● **DATA ROWS**:
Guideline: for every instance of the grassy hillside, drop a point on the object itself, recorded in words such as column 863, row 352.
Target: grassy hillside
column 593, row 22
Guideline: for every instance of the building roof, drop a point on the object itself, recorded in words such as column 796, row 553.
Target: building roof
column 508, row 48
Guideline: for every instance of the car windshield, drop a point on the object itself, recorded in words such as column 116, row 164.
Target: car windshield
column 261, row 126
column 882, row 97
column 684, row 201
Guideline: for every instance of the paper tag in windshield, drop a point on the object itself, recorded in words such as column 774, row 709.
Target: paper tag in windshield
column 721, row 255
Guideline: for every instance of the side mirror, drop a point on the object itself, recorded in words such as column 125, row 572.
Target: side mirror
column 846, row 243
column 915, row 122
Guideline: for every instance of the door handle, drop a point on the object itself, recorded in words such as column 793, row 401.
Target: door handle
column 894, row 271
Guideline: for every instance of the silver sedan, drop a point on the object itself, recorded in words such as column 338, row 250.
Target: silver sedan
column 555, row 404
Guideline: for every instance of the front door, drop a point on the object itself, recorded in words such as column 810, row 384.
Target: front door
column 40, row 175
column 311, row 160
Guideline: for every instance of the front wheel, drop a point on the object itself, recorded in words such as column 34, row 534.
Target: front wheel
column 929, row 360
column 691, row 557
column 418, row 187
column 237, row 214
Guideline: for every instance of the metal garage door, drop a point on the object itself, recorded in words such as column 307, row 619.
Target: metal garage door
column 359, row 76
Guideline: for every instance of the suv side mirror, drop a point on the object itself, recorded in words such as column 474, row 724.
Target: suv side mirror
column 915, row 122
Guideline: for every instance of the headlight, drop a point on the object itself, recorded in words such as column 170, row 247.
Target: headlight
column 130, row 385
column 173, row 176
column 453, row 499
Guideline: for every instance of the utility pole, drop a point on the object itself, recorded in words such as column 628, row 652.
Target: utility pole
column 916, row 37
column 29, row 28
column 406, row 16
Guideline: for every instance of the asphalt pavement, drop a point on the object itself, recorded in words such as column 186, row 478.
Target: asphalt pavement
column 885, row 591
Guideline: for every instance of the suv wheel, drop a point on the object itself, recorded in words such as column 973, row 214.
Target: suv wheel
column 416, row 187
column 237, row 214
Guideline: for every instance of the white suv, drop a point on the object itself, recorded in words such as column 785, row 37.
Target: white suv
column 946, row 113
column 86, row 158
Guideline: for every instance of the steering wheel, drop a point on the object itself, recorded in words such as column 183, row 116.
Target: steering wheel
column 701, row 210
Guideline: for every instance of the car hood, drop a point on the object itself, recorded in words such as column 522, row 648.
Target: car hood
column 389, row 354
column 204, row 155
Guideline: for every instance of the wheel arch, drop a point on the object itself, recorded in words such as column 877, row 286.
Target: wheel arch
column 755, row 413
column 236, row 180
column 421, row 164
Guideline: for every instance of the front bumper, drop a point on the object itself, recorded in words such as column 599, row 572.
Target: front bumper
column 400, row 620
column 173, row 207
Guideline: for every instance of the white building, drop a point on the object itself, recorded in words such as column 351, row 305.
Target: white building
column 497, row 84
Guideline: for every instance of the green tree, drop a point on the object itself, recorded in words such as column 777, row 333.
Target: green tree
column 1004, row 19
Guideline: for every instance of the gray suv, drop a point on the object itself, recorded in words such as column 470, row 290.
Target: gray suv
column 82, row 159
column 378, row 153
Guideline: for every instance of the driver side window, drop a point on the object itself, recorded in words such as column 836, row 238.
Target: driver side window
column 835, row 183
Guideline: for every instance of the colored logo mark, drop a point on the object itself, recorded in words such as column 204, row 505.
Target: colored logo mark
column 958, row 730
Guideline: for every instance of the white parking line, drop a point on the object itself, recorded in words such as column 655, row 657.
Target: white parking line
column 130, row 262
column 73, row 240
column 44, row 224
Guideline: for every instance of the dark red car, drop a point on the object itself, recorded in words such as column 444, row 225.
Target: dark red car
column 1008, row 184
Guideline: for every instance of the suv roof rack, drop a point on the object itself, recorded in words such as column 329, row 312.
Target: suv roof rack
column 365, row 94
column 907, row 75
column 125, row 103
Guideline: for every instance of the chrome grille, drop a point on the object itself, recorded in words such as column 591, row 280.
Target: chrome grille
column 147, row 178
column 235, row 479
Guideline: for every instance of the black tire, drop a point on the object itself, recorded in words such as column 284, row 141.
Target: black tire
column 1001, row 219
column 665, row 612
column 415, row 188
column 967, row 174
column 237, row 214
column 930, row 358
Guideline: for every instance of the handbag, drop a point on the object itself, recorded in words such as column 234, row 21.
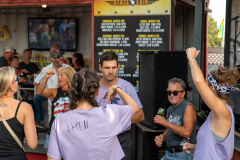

● **WHAT TO DO**: Pull out every line of the data above that contains the word "steering", and copy each one unchanged.

● **RESULT OF THIS TASK**:
Guideline: for every instance of the steering wheel, drop a point on the object itself, recorded in words such as column 183, row 116.
Target: steering wheel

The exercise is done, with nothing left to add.